Passage:
::::

Research has shown that people complain once a minute during a typical conversation. Complaining is tempting because it seems to feel good, but like many other things that are enjoyable at first, complaining too often isn’t so good for you.
Why? Because your brain loves efficiency and doesn’t like to work any harder than it has to. When you repeat a behavior, such as complaining, your neurons branch out to each other to ease the flow of information. This makes it much easier to repeat that behavior in the future -- so easy, in fact, that you might not even realize you’re doing it.
You can’t blame your brain. Who’d want to build a temporary bridge every time you need to cross a river? It makes a lot more sense to construct a permanent bridge. So, your neurons grow closer together, and the connections between them strengthen to become more permanent. Scientists often describe this process with the catch-phrase, “Neurons that fire together, wire together.”
Repeated complaining "rewires your brain" to make future complaining more likely. Over time, you find it’s easier to be negative than to be positive -- regardless of what’s happening around you. Complaining becomes your "default behavior," which then can adversely change the way people perceive you.
Complaining may affect other areas of your brain as well. Research from Stanford University has shown that complaining affects the hippocampus -- an area of the brain that’s critical to problem-solving and intelligent thought.
Complaining Can Also Be Bad for Your Health
When you complain, your body releases the stress hormone cortisol. Cortisol shifts you into fight-or-flight mode, directing oxygen, blood, and energy away from everything but the systems that are essential to immediate survival. One effect of cortisol, for example, is to raise your blood pressure and blood sugar so that you’ll be prepared to either escape or defend yourself.
Extra cortisol impairs your immune system and can make you more susceptible to high cholesterol, diabetes, heart disease, and obesity. It could even make the brain more vulnerable to strokes.

::::

Exercise objective:
According to the passage on complaining, which area of the brain did Stanford University research find to be affected by complaining? These rows have no connection to the passage on complaining.

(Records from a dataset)

::::

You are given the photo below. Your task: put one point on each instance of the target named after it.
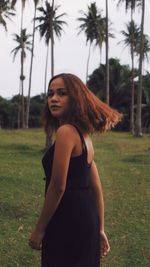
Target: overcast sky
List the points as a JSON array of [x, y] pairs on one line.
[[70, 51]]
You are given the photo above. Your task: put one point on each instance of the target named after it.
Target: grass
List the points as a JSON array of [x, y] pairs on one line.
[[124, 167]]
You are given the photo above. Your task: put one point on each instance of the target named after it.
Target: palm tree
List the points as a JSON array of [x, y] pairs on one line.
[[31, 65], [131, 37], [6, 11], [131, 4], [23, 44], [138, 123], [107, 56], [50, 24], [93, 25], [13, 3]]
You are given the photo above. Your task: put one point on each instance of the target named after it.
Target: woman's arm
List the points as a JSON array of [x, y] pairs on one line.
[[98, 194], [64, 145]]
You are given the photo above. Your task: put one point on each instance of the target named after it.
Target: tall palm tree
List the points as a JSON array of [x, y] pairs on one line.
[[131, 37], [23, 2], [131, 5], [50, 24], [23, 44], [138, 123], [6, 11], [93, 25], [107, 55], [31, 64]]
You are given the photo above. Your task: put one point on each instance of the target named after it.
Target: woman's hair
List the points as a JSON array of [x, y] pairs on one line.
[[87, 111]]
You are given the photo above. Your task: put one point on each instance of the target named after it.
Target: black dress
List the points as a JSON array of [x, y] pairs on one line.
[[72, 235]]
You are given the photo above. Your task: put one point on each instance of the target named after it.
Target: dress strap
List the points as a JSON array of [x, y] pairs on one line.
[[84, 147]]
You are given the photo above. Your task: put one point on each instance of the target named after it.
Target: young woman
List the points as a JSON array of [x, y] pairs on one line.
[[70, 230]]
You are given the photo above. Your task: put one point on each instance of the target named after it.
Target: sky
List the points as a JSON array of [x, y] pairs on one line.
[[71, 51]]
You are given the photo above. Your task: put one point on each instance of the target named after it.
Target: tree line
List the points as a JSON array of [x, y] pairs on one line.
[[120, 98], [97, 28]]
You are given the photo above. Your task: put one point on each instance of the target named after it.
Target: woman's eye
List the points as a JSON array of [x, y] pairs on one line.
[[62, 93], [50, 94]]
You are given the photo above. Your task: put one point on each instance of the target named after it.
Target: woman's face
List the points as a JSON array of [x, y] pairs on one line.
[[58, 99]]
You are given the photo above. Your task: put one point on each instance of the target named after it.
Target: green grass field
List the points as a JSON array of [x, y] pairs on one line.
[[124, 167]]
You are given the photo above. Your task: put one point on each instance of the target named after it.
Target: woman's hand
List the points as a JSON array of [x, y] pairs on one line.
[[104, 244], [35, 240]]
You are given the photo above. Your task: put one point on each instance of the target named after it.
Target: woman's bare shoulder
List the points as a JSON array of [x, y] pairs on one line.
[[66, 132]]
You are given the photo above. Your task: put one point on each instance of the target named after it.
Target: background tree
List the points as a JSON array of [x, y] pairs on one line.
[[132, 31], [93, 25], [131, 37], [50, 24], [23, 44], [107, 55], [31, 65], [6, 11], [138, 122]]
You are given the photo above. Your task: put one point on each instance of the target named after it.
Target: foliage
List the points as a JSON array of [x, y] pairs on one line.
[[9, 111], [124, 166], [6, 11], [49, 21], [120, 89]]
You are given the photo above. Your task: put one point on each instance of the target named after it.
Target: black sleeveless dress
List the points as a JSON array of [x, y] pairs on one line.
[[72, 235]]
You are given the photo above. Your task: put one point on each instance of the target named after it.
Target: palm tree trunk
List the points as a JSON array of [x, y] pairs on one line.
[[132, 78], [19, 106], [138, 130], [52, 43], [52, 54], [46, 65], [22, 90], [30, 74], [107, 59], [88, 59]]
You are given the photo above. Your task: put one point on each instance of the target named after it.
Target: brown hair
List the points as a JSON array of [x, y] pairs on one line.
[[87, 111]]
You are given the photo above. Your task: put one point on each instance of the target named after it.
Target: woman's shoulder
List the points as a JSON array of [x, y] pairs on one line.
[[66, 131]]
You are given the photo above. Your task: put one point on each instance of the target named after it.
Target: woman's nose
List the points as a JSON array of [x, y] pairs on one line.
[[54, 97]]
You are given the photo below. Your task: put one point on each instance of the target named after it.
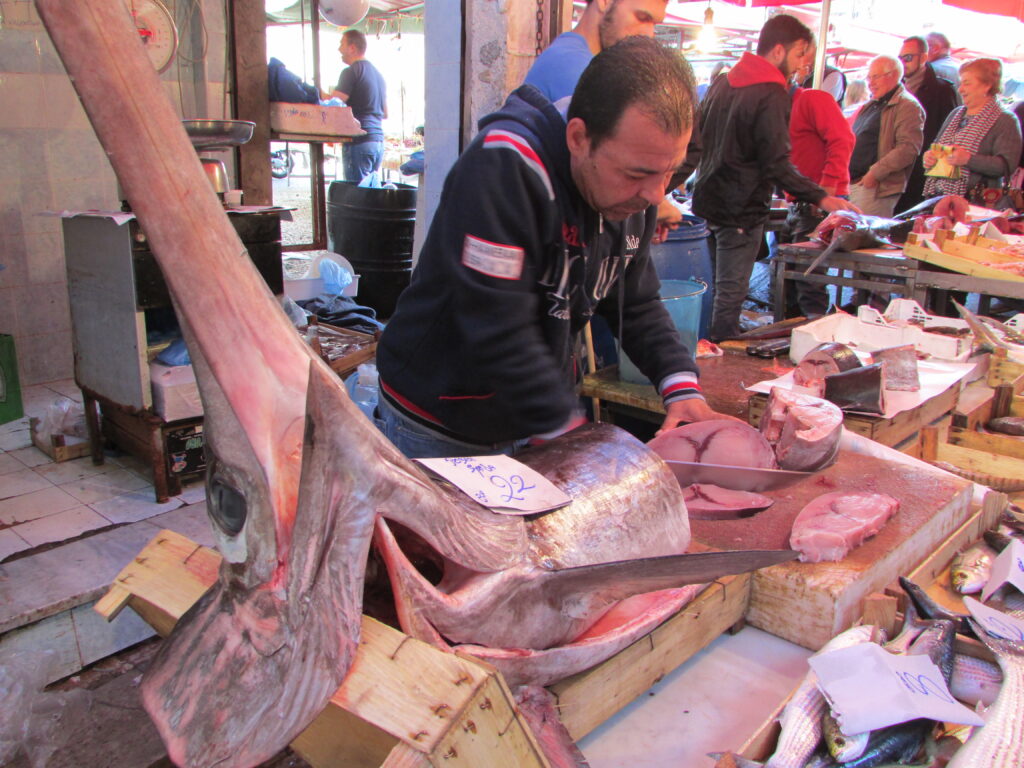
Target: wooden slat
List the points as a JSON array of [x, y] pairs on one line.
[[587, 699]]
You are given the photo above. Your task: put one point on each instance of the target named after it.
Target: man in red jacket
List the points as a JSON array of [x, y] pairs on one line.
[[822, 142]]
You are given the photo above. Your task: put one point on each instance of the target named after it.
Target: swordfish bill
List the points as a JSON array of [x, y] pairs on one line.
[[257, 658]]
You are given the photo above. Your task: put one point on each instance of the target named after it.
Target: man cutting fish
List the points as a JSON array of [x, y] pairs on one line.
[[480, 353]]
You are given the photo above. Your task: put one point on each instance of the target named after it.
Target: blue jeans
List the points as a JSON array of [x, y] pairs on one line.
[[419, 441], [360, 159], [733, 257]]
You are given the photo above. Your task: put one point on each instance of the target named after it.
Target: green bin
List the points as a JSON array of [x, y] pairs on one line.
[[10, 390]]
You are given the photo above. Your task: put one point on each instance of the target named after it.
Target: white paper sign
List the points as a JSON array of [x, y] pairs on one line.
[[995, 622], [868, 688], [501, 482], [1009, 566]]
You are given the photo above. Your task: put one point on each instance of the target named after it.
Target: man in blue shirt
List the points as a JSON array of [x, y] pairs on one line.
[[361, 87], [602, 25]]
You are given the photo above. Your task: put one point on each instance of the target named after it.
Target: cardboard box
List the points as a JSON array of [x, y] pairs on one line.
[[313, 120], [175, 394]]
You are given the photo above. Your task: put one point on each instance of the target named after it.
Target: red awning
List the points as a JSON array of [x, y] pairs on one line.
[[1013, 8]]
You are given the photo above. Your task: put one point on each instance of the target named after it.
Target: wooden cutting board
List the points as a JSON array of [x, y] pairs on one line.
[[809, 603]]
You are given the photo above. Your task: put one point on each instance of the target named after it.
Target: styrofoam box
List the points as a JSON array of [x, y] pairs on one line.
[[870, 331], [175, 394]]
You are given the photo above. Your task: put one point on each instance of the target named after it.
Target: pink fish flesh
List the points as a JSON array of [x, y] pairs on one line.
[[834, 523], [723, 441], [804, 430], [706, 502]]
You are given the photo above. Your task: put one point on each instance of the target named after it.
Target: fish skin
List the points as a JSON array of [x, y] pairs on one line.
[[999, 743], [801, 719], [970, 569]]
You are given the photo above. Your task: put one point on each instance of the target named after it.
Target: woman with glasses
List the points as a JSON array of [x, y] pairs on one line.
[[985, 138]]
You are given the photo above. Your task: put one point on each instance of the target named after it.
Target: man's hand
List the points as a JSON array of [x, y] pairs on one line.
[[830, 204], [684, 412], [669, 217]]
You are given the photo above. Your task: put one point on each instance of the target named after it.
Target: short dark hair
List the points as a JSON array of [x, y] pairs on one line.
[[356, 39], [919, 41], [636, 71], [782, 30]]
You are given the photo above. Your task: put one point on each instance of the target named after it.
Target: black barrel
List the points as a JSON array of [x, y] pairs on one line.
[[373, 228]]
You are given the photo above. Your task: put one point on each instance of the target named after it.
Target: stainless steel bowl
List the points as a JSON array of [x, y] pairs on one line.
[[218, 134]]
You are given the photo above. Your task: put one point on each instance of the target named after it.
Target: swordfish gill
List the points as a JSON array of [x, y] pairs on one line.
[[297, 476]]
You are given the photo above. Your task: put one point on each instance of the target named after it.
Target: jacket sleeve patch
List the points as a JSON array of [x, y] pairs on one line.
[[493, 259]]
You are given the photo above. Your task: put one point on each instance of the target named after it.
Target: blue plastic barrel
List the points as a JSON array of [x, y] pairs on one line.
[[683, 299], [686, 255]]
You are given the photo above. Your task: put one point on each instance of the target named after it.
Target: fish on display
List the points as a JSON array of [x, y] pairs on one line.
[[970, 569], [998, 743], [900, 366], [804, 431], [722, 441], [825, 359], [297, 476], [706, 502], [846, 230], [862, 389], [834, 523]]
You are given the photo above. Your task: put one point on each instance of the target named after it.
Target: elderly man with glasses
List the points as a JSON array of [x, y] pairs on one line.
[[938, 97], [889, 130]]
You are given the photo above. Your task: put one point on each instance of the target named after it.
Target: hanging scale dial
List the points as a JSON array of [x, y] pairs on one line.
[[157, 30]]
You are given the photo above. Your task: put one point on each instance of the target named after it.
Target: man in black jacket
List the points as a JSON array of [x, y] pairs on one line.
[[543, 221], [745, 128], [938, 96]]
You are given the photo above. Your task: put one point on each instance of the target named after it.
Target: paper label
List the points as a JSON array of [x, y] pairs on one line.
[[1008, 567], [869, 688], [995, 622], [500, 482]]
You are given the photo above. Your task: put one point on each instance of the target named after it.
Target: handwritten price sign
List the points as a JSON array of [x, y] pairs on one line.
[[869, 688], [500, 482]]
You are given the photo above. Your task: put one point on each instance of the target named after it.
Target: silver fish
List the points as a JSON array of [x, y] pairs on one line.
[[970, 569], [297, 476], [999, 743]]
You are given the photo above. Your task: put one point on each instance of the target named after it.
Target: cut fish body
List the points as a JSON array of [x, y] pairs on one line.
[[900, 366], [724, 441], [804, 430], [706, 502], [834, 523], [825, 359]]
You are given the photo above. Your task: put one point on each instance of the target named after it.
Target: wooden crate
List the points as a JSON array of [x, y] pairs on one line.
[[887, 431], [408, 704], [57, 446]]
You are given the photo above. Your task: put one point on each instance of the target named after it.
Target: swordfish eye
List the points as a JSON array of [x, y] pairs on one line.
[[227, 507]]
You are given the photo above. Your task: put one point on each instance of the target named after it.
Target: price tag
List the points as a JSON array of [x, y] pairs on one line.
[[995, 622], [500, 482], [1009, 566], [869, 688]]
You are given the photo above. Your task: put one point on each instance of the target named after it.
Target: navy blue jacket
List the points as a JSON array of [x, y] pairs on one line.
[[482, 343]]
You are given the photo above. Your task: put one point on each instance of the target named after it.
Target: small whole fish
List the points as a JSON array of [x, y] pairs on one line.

::::

Expected answer:
The hippocampus, an area critical to problem-solving and intelligent thought.